= Objectif 1 =
Modifiez le passage du texte qui s'ouvre sur les mots contenant « Mardi 22 septembre » et se termine par « de déménager. Avant... » en y remplaçant « confiture » par « gelée ».
= Objectif 2 =
Veuillez énumérer tout ce que le concours évoqué dans le texte offrait à la clef.

= Document source =
↓
Mardi 22 septembre
Dans le frigo, de la confiture de marrons.
Elle égaye parfois mes petit-déjeuners désormais en solitaire. À la fin du mois, nous aurions dû fêter nos dix ans de mariage. À la place, c’est rendez-vous avocat, réflexions administratives pour déménager, interrogations tourbillons pour mon avenir professionnel, au point mort. La confiture a deux ans. Elle vient des Bauges, de nos vacances rando avec des amis, juste avant de déménager. Avant...
Les marrons cette année sont plus amers que sucrés et l’automne prend une saveur sèche, rêche comme un projet de vie qui n’a pas survécu à la grande lessive du temps, décoloré, rétréci, tout effiloché. Direction le compost. Le recyclage l’attend, les vers s’en gaveront et peut-être même des jolis champignons. La météo prévoit enfin l’arrivée des pluies et du gris. Les jours rétrécissent mais eux ont encore un futur commun, au cœur de l’hiver doucement, ils gagneront en force et reprendront leur étirement sans jamais se lasser de ce jeu. Avant était annoncé les résultats d’un concours pour un mini-texte jeunesse avec à la clef, formation, parrainage, mise en relation. Un concours adressé aux auteurs en voie de professionnalisation. J’ai bouclé la nouvelle juste après l’explosion de notre vie commune, fin mai. Ça été dur. Mais j’ai tenu, j’en étais fière. J’estimais avoir mes chances, et j’espérais beaucoup. Trop peut-être.
↑
= Section des données =
↓
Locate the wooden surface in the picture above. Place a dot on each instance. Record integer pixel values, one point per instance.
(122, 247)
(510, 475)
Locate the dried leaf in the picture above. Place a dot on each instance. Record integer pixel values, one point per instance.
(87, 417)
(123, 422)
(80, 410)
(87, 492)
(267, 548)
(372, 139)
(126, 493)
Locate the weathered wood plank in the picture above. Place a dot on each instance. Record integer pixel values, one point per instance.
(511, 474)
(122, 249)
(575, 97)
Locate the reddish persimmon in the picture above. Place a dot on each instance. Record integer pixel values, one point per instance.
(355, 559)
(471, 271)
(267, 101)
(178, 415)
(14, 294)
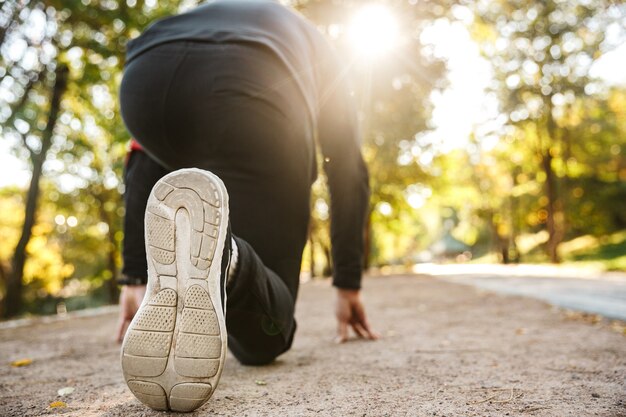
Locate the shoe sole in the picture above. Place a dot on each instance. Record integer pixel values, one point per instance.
(174, 350)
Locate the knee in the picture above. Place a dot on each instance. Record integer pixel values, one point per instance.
(259, 355)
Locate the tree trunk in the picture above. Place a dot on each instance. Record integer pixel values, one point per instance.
(551, 221)
(311, 253)
(367, 242)
(13, 297)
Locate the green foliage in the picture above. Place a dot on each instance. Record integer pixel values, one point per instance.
(494, 196)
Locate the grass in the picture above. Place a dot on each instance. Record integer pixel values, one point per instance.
(606, 252)
(610, 251)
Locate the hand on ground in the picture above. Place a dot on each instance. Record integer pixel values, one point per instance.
(130, 300)
(351, 312)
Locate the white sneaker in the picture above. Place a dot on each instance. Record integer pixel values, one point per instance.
(174, 350)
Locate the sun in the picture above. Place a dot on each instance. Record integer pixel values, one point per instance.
(373, 31)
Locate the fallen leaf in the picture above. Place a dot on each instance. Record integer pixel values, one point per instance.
(21, 362)
(65, 391)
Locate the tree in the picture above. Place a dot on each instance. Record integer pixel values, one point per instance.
(542, 53)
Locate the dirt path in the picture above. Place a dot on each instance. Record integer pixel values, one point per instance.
(448, 350)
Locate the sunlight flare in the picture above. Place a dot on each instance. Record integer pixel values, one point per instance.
(373, 31)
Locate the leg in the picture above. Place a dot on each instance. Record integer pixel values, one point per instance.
(139, 177)
(216, 116)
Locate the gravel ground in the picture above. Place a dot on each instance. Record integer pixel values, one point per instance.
(447, 350)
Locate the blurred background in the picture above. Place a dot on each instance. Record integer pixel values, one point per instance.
(494, 131)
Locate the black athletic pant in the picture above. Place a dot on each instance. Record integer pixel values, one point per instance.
(235, 110)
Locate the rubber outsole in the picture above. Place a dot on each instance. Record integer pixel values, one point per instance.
(174, 350)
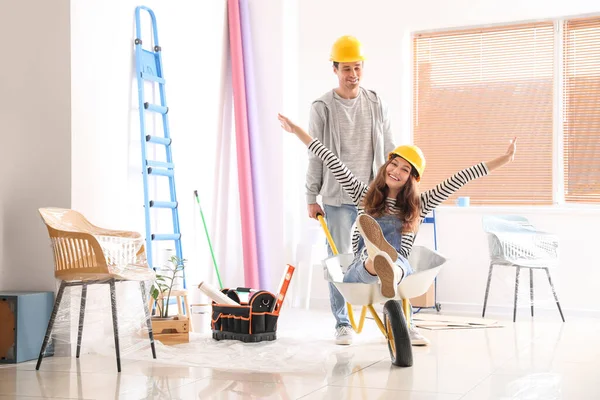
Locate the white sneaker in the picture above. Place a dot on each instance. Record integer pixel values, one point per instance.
(343, 335)
(389, 274)
(373, 237)
(416, 339)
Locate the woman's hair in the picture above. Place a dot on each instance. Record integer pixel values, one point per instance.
(408, 200)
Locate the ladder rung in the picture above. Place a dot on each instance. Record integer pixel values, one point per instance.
(156, 108)
(160, 171)
(166, 236)
(158, 139)
(160, 164)
(153, 78)
(163, 204)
↑
= Réponse attendue 1 =
Mardi 22 septembre
Dans le frigo, de la gelée de marrons.
Elle égaye parfois mes petit-déjeuners désormais en solitaire. À la fin du mois, nous aurions dû fêter nos dix ans de mariage. À la place, c’est rendez-vous avocat, réflexions administratives pour déménager, interrogations tourbillons pour mon avenir professionnel, au point mort. La gelée a deux ans. Elle vient des Bauges, de nos vacances rando avec des amis, juste avant de déménager. Avant...

= Réponse attendue 2 =
- formation
- parrainage
- mise en relation